Two of Don Rosa’s extremely popular Scrooge McDuck comics stories are going to be left out of future reprints from Disney, though the fact that the arch-capitalist duck (and likely source of the ripped-off plot of Christopher Nolan’s Inception) has lasted this long without complete cancelation is something of a libertarian miracle.

There are hints of hope out there, such as Ben Stiller refusing to apologize for the race comedy material in (not so ancient) Tropic Thunder. More common though, are things like the emerging plans to rewrite parts of the James Bond novels. Where are Ian Fleming and Kingsley Amis when you truly need them? Those novels rest upon imperial—and pro-intelligence-sector—assumptions like few other works in history, but is there even a lesbian communist out there who’d derive any joy from seeing Bond do less arrogant globe-hopping, maybe erase the womanizing? Would it still be the same character?

Maybe while they’re at it they can edit the films to make the bad guys whiter, the way the Tom Clancy adaptation Sum of All Fears (immediately after 9/11) replaced Muslim terrorists with some bunch of German white supremacists. Dr. No needn’t be Japanese (wasn’t No Time to Die already some sort of half-assed revision along those lines?), and Jamaica could always be replaced by Leeds for the sake of diversity.

I say this without being blind to various genuinely ugly aspects to the Bond legacy (and to human history in general, which I don’t recommend we pretend to erase). Even before the character of Bond existed, back in December 1937, a man who’d go on to produce most of the Bond films, Albert “Cubby” Broccoli, along with his purportedly Mob-tied cousin, was part of a group that beat to death the manager of the Three Stooges, Ted Healy (perhaps a sign that that move where you block an attacker’s fingers with your hand so he can’t poke you in both eyes simultaneously is not much defense against exploding pens or a belt-buckle garrote).

Comedy is, or was, a brutal subculture (the book The Comedians recounts numerous unsettling incidents such as Frank Sinatra having people beaten for performing in the wrong musicians-and-comics club). I have no more illusions about that than I do about the history of the British Empire being pristine. But don’t add insult to injury by, well, subtracting all the clever insults that were created in the process. That’s the general public’s consolation prize in all this. Comedy shouldn’t be cowardice, whether cowardice means having to recycle all the safest old material or having to grovel before the woke.

_Explore the material_.
**A.** Condense the essay's paragraph that begins "Comedy is, or was, a brutal subculture" into a few short bullet points that keep its main facts.
**B.** In one to three sentences, explain why the essay calls Scrooge McDuck's survival without complete cancelation "something of a libertarian miracle."
**C.** Resume the essay on edited classics after its final sentence, writing a paragraph or two in the same voice.

_Entries provided_.
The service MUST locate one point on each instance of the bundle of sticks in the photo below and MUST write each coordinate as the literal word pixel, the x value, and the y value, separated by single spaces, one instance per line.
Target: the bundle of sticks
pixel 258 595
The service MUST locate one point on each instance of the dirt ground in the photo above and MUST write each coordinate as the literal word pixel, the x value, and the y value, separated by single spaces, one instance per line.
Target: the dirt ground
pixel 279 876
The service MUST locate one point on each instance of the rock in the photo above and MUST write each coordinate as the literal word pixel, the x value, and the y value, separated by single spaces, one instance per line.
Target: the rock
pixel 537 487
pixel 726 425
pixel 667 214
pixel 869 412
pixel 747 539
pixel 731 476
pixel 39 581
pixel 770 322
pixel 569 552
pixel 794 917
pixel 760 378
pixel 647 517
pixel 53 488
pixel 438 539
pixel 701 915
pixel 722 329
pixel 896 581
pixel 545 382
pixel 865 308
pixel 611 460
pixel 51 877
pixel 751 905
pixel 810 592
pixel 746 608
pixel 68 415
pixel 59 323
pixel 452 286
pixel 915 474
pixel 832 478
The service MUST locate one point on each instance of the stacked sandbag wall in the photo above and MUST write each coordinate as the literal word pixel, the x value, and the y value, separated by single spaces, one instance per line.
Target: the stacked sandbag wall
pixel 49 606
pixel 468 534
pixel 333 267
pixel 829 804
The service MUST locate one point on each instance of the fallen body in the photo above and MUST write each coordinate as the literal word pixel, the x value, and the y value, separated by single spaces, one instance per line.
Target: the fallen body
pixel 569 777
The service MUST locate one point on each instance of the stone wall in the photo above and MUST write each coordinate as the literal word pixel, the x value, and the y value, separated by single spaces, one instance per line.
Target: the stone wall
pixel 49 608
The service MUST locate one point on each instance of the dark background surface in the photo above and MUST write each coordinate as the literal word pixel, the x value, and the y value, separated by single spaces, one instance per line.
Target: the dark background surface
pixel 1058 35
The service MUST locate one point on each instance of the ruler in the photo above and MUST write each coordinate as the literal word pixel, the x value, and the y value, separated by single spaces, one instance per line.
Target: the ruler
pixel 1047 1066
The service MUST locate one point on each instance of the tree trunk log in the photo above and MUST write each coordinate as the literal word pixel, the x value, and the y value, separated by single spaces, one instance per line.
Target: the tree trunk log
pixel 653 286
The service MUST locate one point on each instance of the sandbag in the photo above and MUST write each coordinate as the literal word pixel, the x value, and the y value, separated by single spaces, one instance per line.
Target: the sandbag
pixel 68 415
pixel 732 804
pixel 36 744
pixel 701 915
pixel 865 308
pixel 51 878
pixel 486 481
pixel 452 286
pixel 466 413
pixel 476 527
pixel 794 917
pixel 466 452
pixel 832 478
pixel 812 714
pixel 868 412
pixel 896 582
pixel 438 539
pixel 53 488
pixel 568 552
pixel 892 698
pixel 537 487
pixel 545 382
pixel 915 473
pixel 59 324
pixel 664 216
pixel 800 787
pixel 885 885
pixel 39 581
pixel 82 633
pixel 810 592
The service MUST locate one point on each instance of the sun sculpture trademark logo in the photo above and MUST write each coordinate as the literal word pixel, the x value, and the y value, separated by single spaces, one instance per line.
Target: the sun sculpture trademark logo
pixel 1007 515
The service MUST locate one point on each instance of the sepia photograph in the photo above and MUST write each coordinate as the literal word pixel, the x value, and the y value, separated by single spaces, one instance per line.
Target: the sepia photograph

_Results of the exercise_.
**A.**
- Comedy was a brutal subculture. The book The Comedians tells of unsettling incidents, such as Frank Sinatra having people beaten for performing in the wrong musicians-and-comics club.
- The writer has no illusions about that, or about the British Empire having a pristine history.
- Still, the clever insults created along the way shouldn't be removed. They are the public's consolation prize.
- Comedy shouldn't be cowardice, whether that means recycling only the safest old material or groveling before the woke.

**B.** Scrooge McDuck is an arch-capitalist duck. The essay therefore treats it as remarkable that he has lasted this long without being canceled completely, even though two of Don Rosa's stories about him are being left out of future Disney reprints.

**C.**
There’s no reason to believe the people who are keen to censor these days even care about the art forms that fall prey to their wrath. It’s not as if they’re trying to improve the art forms, merely cull that which offends them in any medium, aesthetic consequences be damned.

At least we have thus far been looking at private censorship drives. Let government agencies start weighing in on these matters and instead of some centralized super-tasteful super-brain, you’re as liable to end up with something like the “sense of humor” of the Bureau of Alcohol, Tobacco, and Firearms, which recently urged people to rat on their law-violating exes in honor of Valentine’s Day. Creepy. The ATF also polices bawdy beer label designs forinappropriate imagery. But they killed dozens of people, including children, in Texas back in 1993. That gives you some idea how the government prioritizes. They’re not going to bring nuance to the arts, and neither are most private-sector grievance committees.

And while many people likely read this column and think I’m being oversensitive or paranoid, back in Washington, DC, the State Department really accumulates a Disinfo Index that goes out to a vast list of potential advertisers, warning them away from associating with sites that might carry information hostile to the government, including not just some tiny set of terrorist hubs but, for example, the site of the libertarian magazine Reason. If there’s one most dangerous, most toxic, most violent, most offensive idea loose in our culture, I’d say it’s the impulse to censor.